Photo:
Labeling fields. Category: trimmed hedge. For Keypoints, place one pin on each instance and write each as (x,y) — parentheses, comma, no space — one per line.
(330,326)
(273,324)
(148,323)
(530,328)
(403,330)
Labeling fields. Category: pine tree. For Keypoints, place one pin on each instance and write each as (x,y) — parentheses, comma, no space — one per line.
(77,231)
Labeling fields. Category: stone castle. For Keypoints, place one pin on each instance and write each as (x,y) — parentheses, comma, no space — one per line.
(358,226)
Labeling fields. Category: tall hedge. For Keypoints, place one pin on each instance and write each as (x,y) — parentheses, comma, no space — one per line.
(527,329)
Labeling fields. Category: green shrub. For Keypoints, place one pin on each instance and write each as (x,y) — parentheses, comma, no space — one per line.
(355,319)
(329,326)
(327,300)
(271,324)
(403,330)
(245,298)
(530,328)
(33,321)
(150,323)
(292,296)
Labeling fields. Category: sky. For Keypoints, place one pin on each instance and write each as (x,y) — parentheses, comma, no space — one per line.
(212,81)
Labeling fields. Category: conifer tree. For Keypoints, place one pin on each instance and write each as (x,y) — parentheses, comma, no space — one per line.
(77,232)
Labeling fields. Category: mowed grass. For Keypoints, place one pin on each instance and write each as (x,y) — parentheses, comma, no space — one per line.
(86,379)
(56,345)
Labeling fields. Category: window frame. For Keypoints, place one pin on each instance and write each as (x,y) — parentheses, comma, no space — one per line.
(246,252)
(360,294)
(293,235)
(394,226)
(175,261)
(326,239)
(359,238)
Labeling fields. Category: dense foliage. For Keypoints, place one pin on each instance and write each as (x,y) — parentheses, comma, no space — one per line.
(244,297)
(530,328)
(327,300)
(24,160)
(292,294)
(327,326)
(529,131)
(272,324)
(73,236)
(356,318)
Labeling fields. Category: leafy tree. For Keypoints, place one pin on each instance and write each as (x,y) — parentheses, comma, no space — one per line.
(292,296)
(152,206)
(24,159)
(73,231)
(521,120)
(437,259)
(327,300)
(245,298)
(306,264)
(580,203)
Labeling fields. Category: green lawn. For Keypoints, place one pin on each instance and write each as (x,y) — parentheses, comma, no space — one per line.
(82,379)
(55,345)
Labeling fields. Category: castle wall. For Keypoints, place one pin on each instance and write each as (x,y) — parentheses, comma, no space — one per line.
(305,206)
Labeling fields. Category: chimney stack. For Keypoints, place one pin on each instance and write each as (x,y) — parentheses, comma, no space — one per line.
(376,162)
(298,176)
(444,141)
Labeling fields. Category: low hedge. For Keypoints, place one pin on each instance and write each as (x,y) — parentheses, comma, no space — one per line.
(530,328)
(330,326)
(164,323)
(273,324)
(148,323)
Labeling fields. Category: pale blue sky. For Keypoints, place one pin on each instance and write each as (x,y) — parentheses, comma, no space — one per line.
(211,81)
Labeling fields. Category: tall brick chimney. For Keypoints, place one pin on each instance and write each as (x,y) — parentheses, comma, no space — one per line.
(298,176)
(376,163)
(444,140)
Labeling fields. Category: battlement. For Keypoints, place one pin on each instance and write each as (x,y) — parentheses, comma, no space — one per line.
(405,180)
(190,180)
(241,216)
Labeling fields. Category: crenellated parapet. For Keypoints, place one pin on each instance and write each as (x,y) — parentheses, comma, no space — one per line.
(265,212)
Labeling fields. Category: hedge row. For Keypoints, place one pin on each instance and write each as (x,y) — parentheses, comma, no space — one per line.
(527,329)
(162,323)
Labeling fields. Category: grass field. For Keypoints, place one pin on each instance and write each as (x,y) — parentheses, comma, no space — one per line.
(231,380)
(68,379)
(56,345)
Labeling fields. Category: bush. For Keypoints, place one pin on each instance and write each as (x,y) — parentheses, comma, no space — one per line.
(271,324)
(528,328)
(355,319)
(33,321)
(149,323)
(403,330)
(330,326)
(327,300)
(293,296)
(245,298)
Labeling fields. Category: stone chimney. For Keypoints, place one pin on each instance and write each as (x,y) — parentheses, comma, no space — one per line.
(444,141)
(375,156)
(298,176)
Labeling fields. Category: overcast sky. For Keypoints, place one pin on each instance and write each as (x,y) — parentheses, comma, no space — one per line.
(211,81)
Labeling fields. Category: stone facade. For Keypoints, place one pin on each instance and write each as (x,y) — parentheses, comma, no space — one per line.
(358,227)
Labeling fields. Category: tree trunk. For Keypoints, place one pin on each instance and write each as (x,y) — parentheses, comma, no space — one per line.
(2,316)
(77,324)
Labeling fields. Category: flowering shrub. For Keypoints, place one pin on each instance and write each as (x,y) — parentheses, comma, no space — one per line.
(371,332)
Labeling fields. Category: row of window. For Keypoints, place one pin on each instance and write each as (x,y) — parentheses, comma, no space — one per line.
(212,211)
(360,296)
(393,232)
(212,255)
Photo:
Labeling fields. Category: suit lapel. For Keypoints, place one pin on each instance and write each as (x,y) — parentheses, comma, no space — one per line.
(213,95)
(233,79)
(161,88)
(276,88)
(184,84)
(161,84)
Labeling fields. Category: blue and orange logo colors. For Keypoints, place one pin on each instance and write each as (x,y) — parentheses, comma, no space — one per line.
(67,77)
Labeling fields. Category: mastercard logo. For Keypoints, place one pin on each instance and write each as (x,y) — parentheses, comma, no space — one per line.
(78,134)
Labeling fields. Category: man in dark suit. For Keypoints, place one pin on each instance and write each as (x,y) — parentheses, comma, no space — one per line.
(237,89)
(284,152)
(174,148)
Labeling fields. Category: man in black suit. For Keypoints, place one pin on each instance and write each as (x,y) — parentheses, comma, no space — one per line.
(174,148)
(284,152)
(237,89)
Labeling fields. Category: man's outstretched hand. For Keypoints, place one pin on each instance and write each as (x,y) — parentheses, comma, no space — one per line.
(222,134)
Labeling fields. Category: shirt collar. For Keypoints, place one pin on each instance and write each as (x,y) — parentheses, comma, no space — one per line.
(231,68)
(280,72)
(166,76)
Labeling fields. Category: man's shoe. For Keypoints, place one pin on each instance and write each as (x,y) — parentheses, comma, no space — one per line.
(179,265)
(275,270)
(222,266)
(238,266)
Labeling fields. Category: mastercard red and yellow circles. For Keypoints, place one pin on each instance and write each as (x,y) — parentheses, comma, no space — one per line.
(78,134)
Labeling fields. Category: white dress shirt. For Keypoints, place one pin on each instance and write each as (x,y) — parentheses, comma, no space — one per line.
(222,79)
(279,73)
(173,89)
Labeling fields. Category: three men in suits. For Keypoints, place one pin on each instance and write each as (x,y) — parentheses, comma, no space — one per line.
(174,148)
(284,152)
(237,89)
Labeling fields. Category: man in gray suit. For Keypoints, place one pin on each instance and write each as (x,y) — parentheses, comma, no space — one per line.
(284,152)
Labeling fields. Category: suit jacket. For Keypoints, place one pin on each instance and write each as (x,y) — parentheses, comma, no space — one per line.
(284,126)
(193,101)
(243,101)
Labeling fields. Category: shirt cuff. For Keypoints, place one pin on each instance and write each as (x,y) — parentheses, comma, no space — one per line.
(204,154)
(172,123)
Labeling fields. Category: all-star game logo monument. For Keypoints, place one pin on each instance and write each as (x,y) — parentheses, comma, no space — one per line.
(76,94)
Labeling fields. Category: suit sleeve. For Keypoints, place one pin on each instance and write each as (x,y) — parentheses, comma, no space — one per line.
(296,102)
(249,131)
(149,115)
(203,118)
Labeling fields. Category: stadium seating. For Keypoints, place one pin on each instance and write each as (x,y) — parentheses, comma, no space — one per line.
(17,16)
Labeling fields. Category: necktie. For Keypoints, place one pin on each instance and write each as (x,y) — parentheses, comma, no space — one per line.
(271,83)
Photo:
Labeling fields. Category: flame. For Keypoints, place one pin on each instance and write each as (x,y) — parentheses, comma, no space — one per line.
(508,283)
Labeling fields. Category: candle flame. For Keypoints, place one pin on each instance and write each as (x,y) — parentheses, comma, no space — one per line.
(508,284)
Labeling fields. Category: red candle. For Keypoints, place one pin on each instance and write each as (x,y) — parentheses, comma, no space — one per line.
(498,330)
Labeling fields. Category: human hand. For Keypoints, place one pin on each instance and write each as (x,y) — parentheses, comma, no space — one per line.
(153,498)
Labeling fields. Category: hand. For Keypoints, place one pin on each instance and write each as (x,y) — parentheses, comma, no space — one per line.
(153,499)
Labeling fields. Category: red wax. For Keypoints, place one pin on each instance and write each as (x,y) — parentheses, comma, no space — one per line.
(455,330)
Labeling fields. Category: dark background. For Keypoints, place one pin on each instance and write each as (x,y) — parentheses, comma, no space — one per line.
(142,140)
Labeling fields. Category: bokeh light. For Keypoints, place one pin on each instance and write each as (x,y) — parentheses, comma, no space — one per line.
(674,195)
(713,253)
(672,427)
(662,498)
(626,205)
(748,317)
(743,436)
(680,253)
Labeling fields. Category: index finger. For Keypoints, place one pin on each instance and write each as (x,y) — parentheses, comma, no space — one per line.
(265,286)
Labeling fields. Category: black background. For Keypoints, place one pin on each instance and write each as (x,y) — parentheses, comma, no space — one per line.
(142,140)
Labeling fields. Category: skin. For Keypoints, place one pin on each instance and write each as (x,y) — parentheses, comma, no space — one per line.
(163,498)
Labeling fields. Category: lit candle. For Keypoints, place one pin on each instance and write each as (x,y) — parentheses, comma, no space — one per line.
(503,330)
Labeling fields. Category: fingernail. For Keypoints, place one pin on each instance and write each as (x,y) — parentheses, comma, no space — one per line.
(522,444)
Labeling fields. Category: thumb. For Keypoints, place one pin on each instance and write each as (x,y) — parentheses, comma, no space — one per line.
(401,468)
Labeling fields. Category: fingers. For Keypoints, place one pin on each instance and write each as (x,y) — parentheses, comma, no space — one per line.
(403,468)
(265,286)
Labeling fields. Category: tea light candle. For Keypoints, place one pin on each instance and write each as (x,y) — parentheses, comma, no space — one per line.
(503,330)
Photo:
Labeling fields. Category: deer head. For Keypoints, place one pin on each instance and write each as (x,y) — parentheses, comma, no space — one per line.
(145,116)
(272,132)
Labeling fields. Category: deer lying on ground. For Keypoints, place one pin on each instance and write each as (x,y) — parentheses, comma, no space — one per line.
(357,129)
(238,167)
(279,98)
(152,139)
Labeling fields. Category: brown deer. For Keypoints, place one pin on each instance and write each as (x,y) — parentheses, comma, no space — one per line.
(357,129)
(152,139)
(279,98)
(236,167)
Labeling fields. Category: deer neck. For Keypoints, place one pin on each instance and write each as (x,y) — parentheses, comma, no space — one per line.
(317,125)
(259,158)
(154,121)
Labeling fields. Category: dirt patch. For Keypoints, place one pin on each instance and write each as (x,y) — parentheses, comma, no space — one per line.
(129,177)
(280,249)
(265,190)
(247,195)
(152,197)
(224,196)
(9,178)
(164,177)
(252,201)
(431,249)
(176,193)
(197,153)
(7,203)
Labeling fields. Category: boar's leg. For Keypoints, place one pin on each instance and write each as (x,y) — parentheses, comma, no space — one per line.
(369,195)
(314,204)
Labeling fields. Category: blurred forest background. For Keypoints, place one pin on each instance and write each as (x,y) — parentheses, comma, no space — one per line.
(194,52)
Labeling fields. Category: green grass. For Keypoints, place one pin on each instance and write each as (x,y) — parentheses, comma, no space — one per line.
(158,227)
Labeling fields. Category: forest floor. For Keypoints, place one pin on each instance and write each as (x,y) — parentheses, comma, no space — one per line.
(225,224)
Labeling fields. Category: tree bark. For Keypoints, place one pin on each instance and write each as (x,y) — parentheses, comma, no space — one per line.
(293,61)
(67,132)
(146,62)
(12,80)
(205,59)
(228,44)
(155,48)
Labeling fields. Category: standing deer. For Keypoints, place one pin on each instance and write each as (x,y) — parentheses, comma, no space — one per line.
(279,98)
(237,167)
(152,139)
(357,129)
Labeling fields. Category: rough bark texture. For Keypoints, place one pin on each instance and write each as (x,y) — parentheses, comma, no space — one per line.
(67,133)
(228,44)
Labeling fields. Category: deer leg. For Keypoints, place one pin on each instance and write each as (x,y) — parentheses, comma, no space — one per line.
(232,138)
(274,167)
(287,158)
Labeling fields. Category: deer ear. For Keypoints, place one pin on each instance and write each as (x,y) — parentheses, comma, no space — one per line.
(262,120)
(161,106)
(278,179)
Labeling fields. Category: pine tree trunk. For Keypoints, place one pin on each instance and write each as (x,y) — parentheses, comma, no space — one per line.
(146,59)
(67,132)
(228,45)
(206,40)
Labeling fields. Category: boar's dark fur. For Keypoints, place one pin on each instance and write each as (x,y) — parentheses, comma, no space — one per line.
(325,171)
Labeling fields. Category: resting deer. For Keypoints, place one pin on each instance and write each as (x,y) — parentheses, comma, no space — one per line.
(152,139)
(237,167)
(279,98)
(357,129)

◇ ◇ ◇ ◇ ◇ ◇ ◇

Work to be completed -
Look above for the line that holds "Labeling fields. Category: pine tree trunk.", then copy it and each line after it exactly, through the last line of the data.

Written response -
Labeling fields. Category: pine tree trunk. For Keypoints, place one pin on each instance and write each as (x,y) — parentheses, comma, no space — one per line.
(146,59)
(67,132)
(228,45)
(206,40)
Labeling fields. Category: boar's dark fur. For Keypoints, place one pin on each instance and write each as (x,y) — parentheses, comma, no space — one per line.
(325,171)
Labeling fields. Category: resting deer. For Keypoints, place one pin on each instance and write each as (x,y) — parentheses, comma, no space — one per line.
(152,139)
(237,167)
(279,98)
(357,129)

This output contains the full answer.